Render every entry exactly as it appears.
○ ○ ○
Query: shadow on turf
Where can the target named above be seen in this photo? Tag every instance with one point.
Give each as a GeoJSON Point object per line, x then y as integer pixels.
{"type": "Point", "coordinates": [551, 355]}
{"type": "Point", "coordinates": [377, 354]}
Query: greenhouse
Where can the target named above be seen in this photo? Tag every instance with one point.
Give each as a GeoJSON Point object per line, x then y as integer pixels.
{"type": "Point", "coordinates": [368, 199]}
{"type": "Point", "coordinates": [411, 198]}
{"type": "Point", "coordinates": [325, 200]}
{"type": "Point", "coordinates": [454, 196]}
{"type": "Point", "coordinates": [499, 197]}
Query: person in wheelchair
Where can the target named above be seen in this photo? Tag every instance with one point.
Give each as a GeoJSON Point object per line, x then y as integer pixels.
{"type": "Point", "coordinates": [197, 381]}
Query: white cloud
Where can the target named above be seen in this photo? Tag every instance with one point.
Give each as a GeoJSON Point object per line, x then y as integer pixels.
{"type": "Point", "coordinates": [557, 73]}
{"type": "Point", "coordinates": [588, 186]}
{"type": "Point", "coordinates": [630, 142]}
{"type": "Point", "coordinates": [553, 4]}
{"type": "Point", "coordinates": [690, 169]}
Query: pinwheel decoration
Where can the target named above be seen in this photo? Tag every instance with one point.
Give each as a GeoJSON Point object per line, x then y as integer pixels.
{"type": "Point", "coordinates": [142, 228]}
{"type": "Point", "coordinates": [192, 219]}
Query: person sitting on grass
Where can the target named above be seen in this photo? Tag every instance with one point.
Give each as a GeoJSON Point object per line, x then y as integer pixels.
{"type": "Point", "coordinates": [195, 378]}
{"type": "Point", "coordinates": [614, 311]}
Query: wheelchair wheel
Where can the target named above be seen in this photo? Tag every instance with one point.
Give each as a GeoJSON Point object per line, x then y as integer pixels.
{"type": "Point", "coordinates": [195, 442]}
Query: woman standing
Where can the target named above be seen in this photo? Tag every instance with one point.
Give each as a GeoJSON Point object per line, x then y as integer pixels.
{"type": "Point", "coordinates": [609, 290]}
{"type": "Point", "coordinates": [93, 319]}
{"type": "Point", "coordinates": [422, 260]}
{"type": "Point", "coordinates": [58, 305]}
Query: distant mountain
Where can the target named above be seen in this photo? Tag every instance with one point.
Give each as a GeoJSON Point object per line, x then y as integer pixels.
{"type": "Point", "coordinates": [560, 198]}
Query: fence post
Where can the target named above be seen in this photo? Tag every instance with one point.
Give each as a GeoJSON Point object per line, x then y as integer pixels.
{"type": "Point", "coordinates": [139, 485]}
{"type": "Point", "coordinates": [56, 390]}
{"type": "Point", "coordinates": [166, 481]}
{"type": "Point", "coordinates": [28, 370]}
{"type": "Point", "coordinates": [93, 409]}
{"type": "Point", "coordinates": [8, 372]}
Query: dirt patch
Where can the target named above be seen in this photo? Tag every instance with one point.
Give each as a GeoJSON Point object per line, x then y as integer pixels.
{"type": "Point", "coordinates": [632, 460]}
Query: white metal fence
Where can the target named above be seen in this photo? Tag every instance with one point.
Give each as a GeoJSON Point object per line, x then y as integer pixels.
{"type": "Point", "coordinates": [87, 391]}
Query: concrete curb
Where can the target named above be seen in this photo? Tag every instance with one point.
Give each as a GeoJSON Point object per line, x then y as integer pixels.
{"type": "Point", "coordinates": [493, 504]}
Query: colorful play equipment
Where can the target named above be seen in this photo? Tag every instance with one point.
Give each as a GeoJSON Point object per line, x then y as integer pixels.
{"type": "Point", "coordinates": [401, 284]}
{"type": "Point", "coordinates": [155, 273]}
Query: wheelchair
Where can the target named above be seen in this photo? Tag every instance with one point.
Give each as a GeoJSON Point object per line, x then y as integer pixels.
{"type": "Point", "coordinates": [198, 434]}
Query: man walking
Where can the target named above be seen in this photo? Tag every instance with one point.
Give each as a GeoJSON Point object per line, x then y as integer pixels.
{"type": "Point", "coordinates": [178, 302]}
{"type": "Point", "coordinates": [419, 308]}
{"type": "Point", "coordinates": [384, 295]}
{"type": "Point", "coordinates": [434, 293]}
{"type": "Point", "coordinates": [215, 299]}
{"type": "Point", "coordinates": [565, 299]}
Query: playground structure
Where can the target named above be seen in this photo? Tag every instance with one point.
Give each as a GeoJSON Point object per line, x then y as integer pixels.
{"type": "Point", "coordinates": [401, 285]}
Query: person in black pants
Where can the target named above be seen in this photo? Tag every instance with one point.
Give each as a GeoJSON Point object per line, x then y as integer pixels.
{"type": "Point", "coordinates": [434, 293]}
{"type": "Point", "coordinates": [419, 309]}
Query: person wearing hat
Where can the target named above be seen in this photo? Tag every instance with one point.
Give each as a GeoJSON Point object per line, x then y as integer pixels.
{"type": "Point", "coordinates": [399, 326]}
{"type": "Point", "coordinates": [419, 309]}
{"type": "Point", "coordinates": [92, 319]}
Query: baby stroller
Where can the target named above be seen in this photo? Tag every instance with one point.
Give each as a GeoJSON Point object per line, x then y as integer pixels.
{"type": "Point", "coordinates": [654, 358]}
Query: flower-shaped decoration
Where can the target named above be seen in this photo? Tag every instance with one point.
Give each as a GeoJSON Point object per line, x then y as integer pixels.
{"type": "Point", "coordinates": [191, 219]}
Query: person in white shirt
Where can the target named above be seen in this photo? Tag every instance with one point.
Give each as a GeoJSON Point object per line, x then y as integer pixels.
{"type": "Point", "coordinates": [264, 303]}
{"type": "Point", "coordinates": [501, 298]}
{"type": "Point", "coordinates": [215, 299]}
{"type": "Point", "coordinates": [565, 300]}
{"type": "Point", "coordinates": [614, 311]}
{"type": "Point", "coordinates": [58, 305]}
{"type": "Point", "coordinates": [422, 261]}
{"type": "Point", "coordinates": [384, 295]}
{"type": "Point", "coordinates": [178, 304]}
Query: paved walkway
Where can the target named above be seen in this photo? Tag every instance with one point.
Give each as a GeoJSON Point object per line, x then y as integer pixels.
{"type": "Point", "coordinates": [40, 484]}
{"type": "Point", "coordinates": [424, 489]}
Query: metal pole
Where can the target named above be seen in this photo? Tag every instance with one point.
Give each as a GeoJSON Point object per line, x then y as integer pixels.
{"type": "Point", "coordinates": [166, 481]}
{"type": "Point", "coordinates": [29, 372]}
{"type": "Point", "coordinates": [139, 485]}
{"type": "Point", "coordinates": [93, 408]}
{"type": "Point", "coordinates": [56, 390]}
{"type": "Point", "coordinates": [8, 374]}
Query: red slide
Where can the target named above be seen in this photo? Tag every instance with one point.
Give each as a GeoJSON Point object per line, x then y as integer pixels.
○ ○ ○
REPLY –
Query: shadow on turf
Where can the target named above be seen in this photo? Tag every instance with one point.
Give each as a GeoJSON Point object per line, x then y as integer pixels.
{"type": "Point", "coordinates": [551, 355]}
{"type": "Point", "coordinates": [377, 354]}
Query: greenhouse
Where can the target named above be seen in this photo? Tag every instance with one point.
Give each as a GeoJSON Point object per line, x then y as integer pixels.
{"type": "Point", "coordinates": [368, 199]}
{"type": "Point", "coordinates": [411, 198]}
{"type": "Point", "coordinates": [325, 200]}
{"type": "Point", "coordinates": [454, 196]}
{"type": "Point", "coordinates": [499, 197]}
Query: person in wheelchair
Where can the target named above be seen in this photo? Tag every instance with one point.
Give each as a GeoJSON Point object per line, x then y as integer pixels.
{"type": "Point", "coordinates": [197, 381]}
Query: white cloud
Where can the target named above be seen in this photo? Tag every instance with one point.
Give each as a GeoJSON Point object per line, x then y as integer pixels.
{"type": "Point", "coordinates": [557, 73]}
{"type": "Point", "coordinates": [588, 186]}
{"type": "Point", "coordinates": [630, 142]}
{"type": "Point", "coordinates": [553, 4]}
{"type": "Point", "coordinates": [690, 169]}
Query: pinwheel decoration
Where can the target named above be seen in this photo? Tag every instance with one point.
Give each as a GeoJSON Point object per line, x then y as integer pixels.
{"type": "Point", "coordinates": [142, 228]}
{"type": "Point", "coordinates": [192, 219]}
Query: person sitting on grass
Where can the target named above be seen in this photo? Tag every instance with one point.
Give each as a GeoJSON Point object per line, x then y as integer pixels.
{"type": "Point", "coordinates": [195, 378]}
{"type": "Point", "coordinates": [614, 311]}
Query: wheelchair wheel
Where can the target named above be seen in this photo? Tag every instance with one point.
Give each as a GeoJSON Point object per line, x then y as integer pixels.
{"type": "Point", "coordinates": [195, 442]}
Query: woman standing
Where can the target named above be seen in this photo? Tag every instance with one point.
Give each as a GeoJSON Point object per line, x then y as integer pixels.
{"type": "Point", "coordinates": [609, 290]}
{"type": "Point", "coordinates": [93, 319]}
{"type": "Point", "coordinates": [422, 260]}
{"type": "Point", "coordinates": [58, 305]}
Query: distant mountain
Where can the target named above be seen in this photo? Tag every instance with one point.
Give each as a GeoJSON Point object per line, x then y as integer pixels.
{"type": "Point", "coordinates": [560, 198]}
Query: fence post
Where can the target named above be seen in this photo? Tag every instance with one point.
Give each as a GeoJSON Point object per line, x then y as integer pixels.
{"type": "Point", "coordinates": [139, 485]}
{"type": "Point", "coordinates": [56, 390]}
{"type": "Point", "coordinates": [166, 481]}
{"type": "Point", "coordinates": [28, 370]}
{"type": "Point", "coordinates": [93, 409]}
{"type": "Point", "coordinates": [8, 372]}
Query: dirt patch
Where can the target named above be seen in this photo? Tag every instance with one point.
Give each as a GeoJSON Point object per line, x then y as integer pixels.
{"type": "Point", "coordinates": [632, 460]}
Query: white metal fence
Where can the target named above be seen in this photo? Tag every instance with one point.
Give each as a GeoJSON Point object per line, x then y as integer pixels.
{"type": "Point", "coordinates": [87, 391]}
Query: concrete curb
Where can the target named above be seen in this photo? Tag every instance with one point.
Give each as a GeoJSON Point object per line, x then y as integer pixels.
{"type": "Point", "coordinates": [493, 504]}
Query: colorful play equipment
Where can the target named above be seen in this photo? Tag every instance with one point.
Give each as a GeoJSON Point object per line, x then y as integer pixels.
{"type": "Point", "coordinates": [401, 284]}
{"type": "Point", "coordinates": [155, 273]}
Query: wheelchair
Where can the target named above be seen in this photo? Tag every instance with one point.
Give each as a GeoJSON Point object per line, x then y as integer pixels.
{"type": "Point", "coordinates": [198, 434]}
Query: man walking
Where can the target named above be seen in this photo? Tag every instance with one point.
Give each as a GeoJSON Point object per line, x then y as integer pixels.
{"type": "Point", "coordinates": [178, 302]}
{"type": "Point", "coordinates": [419, 308]}
{"type": "Point", "coordinates": [384, 295]}
{"type": "Point", "coordinates": [434, 293]}
{"type": "Point", "coordinates": [215, 299]}
{"type": "Point", "coordinates": [565, 299]}
Query: playground structure
Where can the target named above be seen in this photo? Tag every instance with one point.
Give each as a GeoJSON Point object per line, x then y as integer pixels.
{"type": "Point", "coordinates": [401, 285]}
Query: person in black pants
Where can the target named above be seen in this photo? Tag every instance with one point.
Give each as a GeoJSON Point object per line, x then y as integer pixels.
{"type": "Point", "coordinates": [434, 293]}
{"type": "Point", "coordinates": [419, 309]}
Query: person wearing hat
Where can the target named above be seen in this photo? Tag every instance with one point.
Give each as a GeoJSON Point object per line, x then y as integer pixels.
{"type": "Point", "coordinates": [399, 326]}
{"type": "Point", "coordinates": [419, 309]}
{"type": "Point", "coordinates": [92, 319]}
Query: baby stroller
Where can the target named above be seen in this photo? Tag every instance with one point.
Give each as a GeoJSON Point object per line, x then y as integer pixels.
{"type": "Point", "coordinates": [654, 358]}
Query: flower-shaped decoration
Where can the target named above be seen in this photo? Tag every instance with one point.
Give each as a GeoJSON Point object per line, x then y as integer pixels.
{"type": "Point", "coordinates": [191, 219]}
Query: person in white shirt
Where can the target named above be seen in this photo? Tag every instance with one point.
Give each as a GeoJSON Point object per line, x then y as integer pixels.
{"type": "Point", "coordinates": [264, 303]}
{"type": "Point", "coordinates": [501, 298]}
{"type": "Point", "coordinates": [215, 299]}
{"type": "Point", "coordinates": [565, 300]}
{"type": "Point", "coordinates": [614, 311]}
{"type": "Point", "coordinates": [58, 305]}
{"type": "Point", "coordinates": [422, 261]}
{"type": "Point", "coordinates": [384, 295]}
{"type": "Point", "coordinates": [178, 304]}
Query: paved walkway
Where can the target named above be seen in this photo? Tag every instance with one point.
Give each as a GeoJSON Point object per line, x then y as integer pixels.
{"type": "Point", "coordinates": [40, 484]}
{"type": "Point", "coordinates": [424, 489]}
Query: metal pole
Where can the target named above be seen in this photo? Tag every instance with one point.
Give each as a GeoJSON Point object per line, x then y as integer pixels.
{"type": "Point", "coordinates": [166, 481]}
{"type": "Point", "coordinates": [29, 372]}
{"type": "Point", "coordinates": [139, 485]}
{"type": "Point", "coordinates": [93, 408]}
{"type": "Point", "coordinates": [56, 390]}
{"type": "Point", "coordinates": [8, 374]}
Query: red slide
Where can the target named above be seen in this photo? Tag every instance with one point.
Give each as a GeoJSON Point object per line, x then y as integer pixels.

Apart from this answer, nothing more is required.